» **What is needed**
Extract every line of the data below that contains the string "shrub". Case matters when matching.

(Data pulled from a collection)
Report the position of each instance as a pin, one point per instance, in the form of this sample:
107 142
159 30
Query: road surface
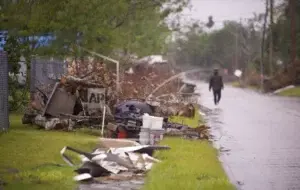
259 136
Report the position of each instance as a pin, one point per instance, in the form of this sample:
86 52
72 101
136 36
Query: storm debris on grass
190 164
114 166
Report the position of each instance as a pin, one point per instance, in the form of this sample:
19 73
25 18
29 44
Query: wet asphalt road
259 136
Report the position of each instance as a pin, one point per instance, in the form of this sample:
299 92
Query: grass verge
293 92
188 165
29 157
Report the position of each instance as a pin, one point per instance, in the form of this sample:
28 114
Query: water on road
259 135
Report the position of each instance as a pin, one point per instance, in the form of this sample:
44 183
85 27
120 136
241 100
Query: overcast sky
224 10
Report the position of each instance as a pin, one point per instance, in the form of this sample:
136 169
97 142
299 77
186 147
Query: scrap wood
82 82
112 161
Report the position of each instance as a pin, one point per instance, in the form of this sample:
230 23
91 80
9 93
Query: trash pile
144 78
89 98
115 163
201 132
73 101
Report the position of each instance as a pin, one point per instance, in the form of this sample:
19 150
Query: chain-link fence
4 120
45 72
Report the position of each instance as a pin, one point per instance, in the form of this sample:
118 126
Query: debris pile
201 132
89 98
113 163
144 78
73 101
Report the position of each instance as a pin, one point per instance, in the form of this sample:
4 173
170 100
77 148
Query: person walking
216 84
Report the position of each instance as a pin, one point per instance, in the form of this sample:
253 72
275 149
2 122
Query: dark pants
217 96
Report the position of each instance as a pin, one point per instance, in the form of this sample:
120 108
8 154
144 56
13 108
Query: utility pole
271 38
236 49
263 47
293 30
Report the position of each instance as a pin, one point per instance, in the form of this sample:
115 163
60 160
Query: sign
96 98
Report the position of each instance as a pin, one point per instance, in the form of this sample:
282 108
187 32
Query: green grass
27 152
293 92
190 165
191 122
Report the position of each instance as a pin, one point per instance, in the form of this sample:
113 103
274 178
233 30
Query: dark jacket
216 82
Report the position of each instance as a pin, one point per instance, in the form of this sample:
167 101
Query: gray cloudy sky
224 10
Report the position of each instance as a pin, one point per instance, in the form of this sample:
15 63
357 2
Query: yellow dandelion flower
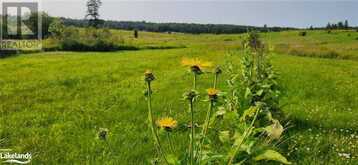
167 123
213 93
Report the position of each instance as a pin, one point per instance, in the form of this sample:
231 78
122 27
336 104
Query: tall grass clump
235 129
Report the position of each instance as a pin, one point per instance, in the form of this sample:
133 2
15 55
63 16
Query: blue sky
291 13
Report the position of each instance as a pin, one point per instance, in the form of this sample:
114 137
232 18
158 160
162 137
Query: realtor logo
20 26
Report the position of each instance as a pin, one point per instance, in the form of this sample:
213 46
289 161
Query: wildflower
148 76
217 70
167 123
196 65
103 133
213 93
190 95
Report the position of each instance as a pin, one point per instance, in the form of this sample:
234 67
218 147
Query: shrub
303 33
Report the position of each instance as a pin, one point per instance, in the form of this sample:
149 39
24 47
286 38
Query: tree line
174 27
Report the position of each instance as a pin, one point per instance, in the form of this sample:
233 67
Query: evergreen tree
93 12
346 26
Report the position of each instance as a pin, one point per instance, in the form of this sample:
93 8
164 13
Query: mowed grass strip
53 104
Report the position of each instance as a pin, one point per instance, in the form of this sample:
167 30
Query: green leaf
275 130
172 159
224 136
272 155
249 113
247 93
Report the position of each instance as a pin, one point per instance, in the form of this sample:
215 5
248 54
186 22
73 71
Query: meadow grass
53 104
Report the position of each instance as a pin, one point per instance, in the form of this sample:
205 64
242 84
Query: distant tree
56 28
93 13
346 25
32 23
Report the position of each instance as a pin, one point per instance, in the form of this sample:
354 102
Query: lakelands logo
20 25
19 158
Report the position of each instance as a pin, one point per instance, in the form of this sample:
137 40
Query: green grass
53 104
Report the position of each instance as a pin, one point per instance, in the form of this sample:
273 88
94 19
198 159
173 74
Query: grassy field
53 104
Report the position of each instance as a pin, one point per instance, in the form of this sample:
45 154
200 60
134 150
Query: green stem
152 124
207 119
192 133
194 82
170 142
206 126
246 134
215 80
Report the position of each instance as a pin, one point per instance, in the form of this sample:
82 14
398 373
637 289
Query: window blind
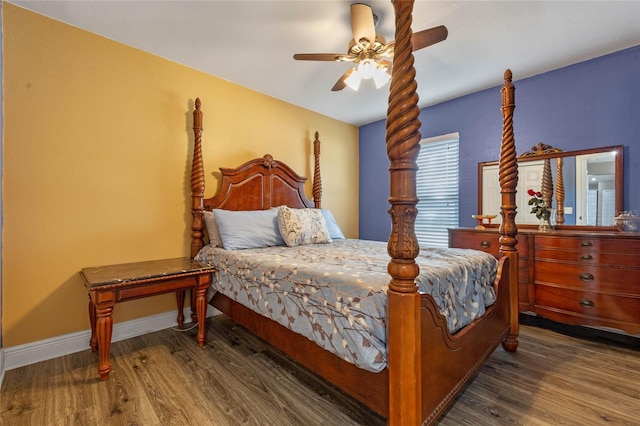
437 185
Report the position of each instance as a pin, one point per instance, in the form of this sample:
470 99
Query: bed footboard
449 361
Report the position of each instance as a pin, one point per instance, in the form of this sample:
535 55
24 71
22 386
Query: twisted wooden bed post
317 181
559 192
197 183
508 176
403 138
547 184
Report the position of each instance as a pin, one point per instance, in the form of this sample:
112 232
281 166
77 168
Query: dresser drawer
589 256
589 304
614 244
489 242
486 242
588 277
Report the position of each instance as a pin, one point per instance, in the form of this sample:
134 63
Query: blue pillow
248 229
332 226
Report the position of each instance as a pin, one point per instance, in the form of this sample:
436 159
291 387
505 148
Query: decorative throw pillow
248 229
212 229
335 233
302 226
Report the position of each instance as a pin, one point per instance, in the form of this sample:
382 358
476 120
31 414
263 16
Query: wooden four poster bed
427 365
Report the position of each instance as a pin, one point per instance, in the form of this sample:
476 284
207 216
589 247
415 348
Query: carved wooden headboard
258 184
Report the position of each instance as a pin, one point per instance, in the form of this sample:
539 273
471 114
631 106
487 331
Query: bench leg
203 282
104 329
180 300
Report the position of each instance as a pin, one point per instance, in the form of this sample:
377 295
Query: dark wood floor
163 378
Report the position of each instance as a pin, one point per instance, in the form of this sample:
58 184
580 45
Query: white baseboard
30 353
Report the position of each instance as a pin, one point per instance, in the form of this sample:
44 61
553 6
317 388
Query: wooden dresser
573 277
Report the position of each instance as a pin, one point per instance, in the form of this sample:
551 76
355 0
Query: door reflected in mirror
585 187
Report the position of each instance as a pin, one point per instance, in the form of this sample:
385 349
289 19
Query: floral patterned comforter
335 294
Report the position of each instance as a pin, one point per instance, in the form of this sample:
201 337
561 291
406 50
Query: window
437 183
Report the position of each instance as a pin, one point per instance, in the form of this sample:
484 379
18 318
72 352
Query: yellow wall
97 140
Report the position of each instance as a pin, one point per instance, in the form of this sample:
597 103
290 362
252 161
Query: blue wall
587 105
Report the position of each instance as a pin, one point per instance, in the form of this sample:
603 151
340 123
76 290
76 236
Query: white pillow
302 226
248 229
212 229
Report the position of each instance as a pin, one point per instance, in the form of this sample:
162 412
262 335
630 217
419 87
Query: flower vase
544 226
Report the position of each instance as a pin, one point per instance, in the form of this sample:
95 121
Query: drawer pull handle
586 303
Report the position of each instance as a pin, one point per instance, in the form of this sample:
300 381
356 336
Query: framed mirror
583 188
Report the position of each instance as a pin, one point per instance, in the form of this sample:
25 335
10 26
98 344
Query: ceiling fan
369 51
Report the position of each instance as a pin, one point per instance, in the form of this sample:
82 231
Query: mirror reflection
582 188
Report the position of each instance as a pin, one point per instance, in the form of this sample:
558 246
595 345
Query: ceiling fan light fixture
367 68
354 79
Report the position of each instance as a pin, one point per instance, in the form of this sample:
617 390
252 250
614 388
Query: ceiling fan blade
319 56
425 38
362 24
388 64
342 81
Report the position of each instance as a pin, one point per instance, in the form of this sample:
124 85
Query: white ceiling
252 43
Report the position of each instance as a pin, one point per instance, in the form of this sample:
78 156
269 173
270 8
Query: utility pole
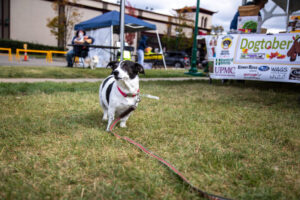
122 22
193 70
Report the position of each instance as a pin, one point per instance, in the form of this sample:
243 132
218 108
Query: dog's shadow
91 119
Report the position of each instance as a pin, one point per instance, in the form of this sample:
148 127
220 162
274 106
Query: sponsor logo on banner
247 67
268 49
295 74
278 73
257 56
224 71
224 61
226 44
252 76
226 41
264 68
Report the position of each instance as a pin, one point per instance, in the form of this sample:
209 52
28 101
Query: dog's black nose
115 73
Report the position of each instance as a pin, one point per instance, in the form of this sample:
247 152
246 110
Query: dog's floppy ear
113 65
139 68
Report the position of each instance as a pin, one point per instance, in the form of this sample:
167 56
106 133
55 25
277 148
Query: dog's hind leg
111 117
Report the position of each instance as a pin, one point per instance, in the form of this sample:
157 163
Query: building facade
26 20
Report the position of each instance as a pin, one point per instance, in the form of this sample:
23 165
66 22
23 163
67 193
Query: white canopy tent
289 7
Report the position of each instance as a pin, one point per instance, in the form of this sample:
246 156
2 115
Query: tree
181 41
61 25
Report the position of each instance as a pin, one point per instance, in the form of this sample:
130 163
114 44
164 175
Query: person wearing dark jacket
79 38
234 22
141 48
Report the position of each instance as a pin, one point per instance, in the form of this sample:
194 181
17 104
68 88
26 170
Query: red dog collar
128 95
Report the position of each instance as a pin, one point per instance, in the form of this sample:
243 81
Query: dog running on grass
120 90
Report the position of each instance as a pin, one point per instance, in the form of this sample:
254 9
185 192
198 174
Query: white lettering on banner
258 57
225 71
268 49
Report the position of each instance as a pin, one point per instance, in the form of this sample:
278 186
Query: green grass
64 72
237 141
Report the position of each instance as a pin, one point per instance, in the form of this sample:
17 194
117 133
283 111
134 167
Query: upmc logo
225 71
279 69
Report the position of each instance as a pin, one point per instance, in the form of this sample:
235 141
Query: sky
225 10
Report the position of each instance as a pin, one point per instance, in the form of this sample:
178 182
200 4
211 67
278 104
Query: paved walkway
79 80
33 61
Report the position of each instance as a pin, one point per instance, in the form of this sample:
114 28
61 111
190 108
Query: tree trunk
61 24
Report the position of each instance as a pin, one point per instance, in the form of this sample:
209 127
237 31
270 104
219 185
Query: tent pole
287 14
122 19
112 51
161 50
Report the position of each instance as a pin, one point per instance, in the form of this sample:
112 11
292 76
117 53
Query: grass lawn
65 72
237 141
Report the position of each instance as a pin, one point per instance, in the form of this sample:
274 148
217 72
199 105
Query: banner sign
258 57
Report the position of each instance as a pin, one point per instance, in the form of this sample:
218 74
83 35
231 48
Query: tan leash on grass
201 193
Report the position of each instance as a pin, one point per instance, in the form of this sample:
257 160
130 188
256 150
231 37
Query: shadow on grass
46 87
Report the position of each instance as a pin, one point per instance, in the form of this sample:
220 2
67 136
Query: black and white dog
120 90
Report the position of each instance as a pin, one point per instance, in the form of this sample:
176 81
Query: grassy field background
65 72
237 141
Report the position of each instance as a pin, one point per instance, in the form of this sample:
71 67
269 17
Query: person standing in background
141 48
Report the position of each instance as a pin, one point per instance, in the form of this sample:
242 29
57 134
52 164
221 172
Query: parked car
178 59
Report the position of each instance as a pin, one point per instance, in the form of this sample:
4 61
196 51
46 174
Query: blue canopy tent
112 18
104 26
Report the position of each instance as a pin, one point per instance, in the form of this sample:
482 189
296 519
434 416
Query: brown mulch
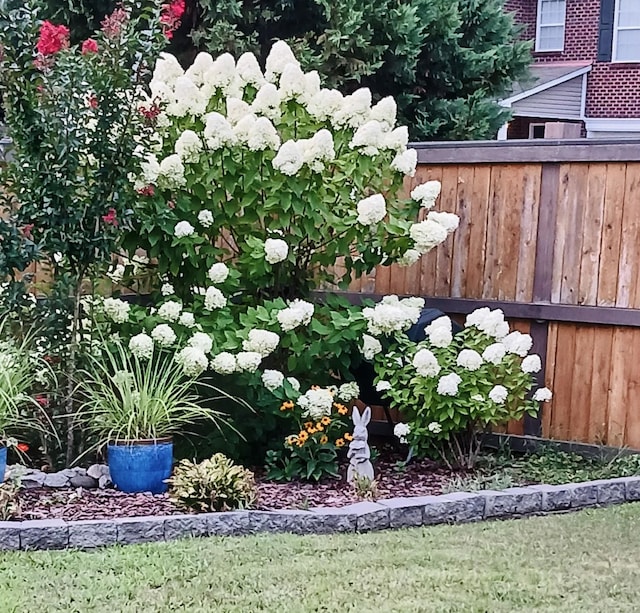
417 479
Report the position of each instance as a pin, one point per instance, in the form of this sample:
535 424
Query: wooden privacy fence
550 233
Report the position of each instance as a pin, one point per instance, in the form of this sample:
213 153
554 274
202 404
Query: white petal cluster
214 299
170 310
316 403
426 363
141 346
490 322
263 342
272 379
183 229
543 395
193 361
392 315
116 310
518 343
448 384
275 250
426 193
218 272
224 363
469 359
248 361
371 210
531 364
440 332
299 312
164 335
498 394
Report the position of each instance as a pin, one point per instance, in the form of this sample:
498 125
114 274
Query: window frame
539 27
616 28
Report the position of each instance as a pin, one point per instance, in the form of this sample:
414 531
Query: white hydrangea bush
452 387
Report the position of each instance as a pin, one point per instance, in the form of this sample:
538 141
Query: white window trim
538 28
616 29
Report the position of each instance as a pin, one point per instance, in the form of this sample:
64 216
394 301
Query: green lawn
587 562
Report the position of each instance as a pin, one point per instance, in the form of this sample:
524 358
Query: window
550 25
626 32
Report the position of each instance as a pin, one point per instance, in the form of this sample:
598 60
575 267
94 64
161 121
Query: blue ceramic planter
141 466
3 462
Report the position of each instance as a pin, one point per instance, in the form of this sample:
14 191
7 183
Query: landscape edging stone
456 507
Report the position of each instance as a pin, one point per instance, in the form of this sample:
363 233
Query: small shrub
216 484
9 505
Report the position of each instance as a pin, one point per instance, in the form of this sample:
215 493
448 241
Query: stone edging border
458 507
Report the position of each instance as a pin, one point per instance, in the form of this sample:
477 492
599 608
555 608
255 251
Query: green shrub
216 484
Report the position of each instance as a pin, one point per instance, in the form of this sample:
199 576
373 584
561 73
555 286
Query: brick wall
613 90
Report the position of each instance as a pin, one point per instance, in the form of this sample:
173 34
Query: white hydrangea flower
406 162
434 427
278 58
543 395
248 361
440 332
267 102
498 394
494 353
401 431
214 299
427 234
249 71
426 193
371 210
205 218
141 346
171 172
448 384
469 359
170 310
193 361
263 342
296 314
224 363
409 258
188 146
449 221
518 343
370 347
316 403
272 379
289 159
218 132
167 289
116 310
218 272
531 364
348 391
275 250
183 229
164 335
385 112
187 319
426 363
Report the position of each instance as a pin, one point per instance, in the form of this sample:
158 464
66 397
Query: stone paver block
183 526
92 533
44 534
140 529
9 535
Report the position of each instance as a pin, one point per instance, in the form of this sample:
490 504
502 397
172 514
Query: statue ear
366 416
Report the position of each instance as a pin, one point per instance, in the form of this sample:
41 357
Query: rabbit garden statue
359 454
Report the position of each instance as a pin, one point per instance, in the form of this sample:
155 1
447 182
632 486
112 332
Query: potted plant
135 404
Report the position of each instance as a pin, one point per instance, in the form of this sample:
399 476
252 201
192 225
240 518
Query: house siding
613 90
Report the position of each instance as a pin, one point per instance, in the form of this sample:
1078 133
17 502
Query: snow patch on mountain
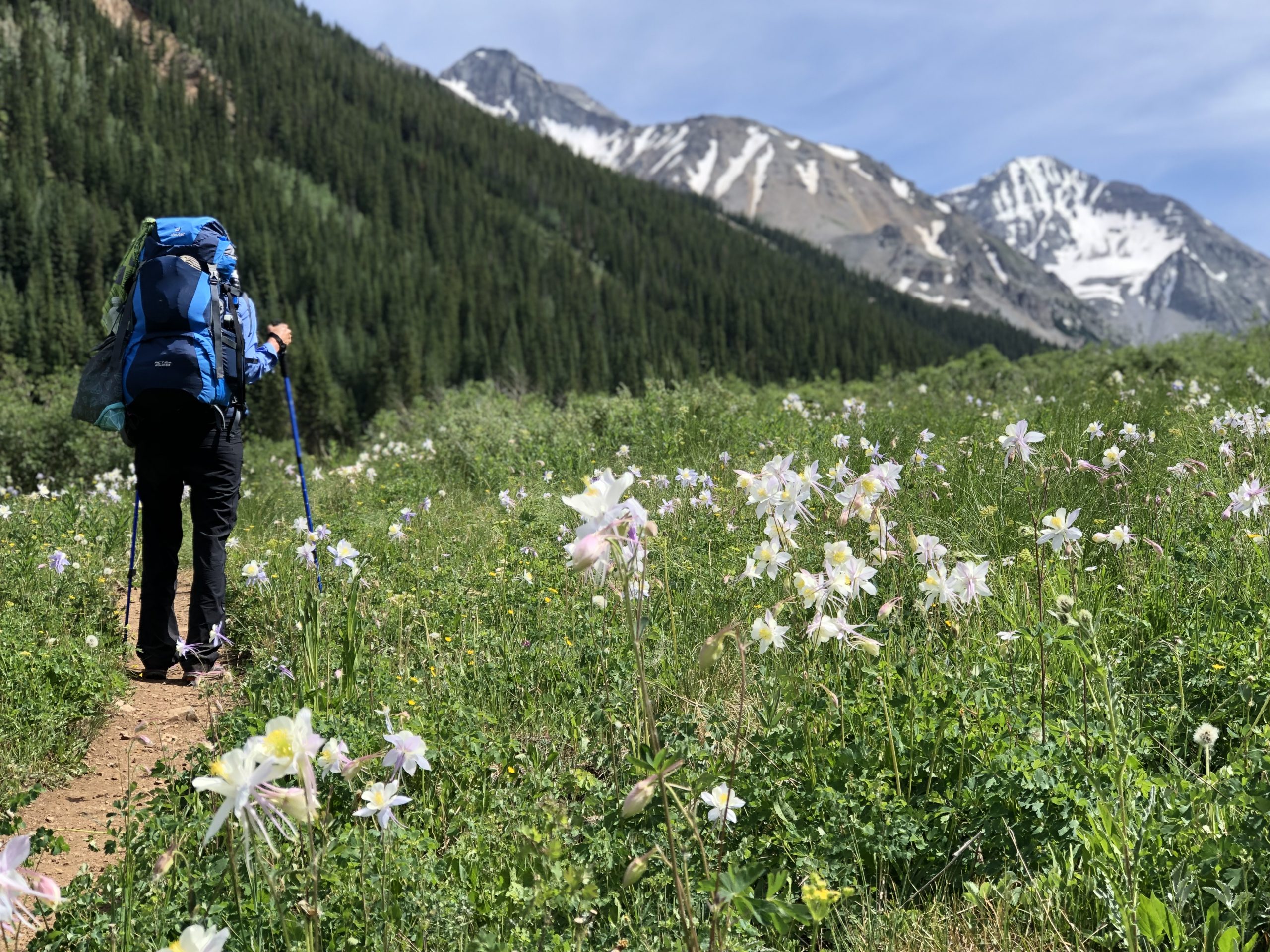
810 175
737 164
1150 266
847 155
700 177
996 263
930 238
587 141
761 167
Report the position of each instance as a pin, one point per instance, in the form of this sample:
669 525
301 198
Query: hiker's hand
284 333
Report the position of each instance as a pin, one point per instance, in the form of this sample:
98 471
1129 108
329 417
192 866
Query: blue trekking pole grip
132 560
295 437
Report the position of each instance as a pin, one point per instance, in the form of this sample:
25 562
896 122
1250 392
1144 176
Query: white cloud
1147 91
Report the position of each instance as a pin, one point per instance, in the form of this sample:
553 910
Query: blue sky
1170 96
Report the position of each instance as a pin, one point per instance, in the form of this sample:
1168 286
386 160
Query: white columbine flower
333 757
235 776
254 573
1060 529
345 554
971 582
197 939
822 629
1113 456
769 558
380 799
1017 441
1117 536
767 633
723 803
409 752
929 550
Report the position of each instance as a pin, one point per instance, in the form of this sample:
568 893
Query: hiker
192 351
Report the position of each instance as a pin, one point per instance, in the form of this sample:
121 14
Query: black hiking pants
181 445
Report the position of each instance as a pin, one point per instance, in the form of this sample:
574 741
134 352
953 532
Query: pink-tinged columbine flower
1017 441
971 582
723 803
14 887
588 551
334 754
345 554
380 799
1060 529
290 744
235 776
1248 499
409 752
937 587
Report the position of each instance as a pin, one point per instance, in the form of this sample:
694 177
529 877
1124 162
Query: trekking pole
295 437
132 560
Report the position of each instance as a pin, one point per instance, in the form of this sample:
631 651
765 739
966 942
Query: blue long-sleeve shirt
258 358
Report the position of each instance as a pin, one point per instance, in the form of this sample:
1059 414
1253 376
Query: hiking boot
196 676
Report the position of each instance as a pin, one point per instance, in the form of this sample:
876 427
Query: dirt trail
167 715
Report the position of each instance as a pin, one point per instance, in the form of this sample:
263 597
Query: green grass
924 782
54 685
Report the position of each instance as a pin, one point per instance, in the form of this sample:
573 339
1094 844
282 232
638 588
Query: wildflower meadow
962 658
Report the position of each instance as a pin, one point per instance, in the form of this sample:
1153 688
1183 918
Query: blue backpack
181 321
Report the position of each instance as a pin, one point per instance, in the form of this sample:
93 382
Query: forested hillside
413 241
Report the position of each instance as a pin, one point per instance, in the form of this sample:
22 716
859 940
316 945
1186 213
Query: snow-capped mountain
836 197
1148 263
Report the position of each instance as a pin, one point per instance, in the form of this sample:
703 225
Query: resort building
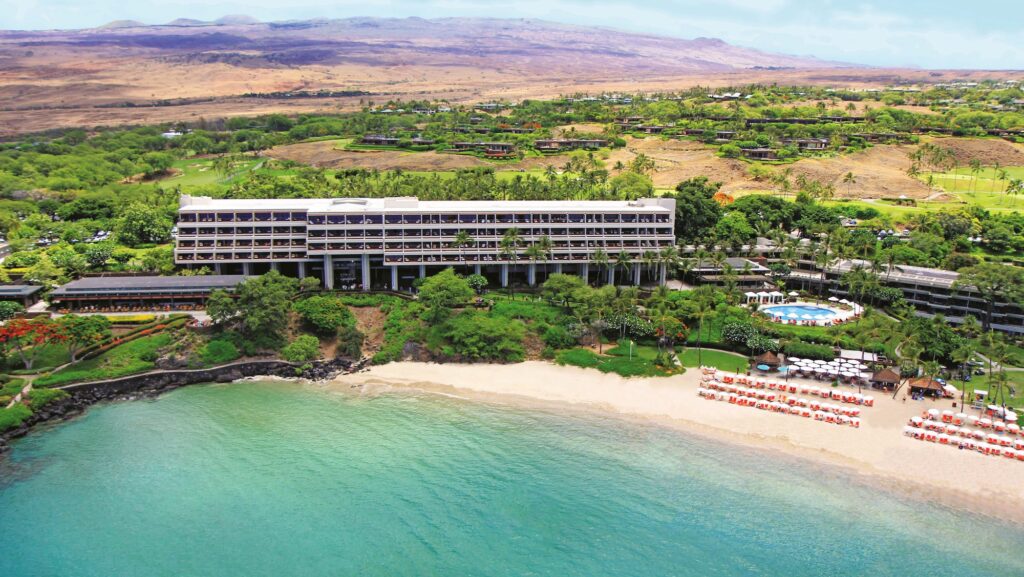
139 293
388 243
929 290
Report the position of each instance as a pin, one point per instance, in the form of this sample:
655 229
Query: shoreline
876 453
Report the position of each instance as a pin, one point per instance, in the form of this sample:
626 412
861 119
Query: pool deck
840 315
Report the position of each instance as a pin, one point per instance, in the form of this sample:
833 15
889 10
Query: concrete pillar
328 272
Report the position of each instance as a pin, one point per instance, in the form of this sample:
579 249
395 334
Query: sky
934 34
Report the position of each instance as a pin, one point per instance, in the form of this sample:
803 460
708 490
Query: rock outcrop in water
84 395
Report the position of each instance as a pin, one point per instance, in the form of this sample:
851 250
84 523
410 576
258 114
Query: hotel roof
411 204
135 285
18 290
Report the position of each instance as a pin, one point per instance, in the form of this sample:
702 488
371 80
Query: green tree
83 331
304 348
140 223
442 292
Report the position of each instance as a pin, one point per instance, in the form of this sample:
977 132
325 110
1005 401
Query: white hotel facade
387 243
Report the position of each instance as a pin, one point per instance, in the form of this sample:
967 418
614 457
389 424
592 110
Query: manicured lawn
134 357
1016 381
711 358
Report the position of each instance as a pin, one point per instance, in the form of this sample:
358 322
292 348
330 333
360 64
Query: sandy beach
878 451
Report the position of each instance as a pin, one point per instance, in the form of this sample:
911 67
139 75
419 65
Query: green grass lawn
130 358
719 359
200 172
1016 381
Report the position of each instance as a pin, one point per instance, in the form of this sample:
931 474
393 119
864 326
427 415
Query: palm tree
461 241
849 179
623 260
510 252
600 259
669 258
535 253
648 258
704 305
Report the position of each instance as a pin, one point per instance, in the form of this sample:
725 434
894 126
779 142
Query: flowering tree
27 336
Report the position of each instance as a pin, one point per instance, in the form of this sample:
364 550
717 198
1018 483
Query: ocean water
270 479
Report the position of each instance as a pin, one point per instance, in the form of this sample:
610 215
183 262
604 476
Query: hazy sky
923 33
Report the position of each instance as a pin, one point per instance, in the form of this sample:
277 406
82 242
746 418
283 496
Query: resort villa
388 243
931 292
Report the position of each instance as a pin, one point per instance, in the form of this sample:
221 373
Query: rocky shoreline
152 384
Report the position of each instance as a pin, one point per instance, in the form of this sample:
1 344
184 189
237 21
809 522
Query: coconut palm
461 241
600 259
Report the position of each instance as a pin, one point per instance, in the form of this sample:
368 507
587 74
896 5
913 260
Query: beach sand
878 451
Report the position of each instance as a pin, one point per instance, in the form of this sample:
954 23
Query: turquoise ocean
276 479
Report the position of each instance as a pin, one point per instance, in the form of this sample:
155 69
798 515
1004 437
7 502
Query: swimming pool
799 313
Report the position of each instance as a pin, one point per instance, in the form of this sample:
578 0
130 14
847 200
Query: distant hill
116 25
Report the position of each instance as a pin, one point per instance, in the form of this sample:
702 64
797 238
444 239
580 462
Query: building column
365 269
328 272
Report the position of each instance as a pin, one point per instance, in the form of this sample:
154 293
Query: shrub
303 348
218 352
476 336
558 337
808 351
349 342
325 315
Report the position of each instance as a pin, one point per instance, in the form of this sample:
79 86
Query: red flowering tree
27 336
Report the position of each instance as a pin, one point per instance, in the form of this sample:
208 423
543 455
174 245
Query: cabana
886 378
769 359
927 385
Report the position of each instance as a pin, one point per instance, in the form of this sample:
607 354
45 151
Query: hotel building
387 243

» **Solution for this exercise**
Query: shrub
Query: small shrub
Query: green shrub
Query: shrub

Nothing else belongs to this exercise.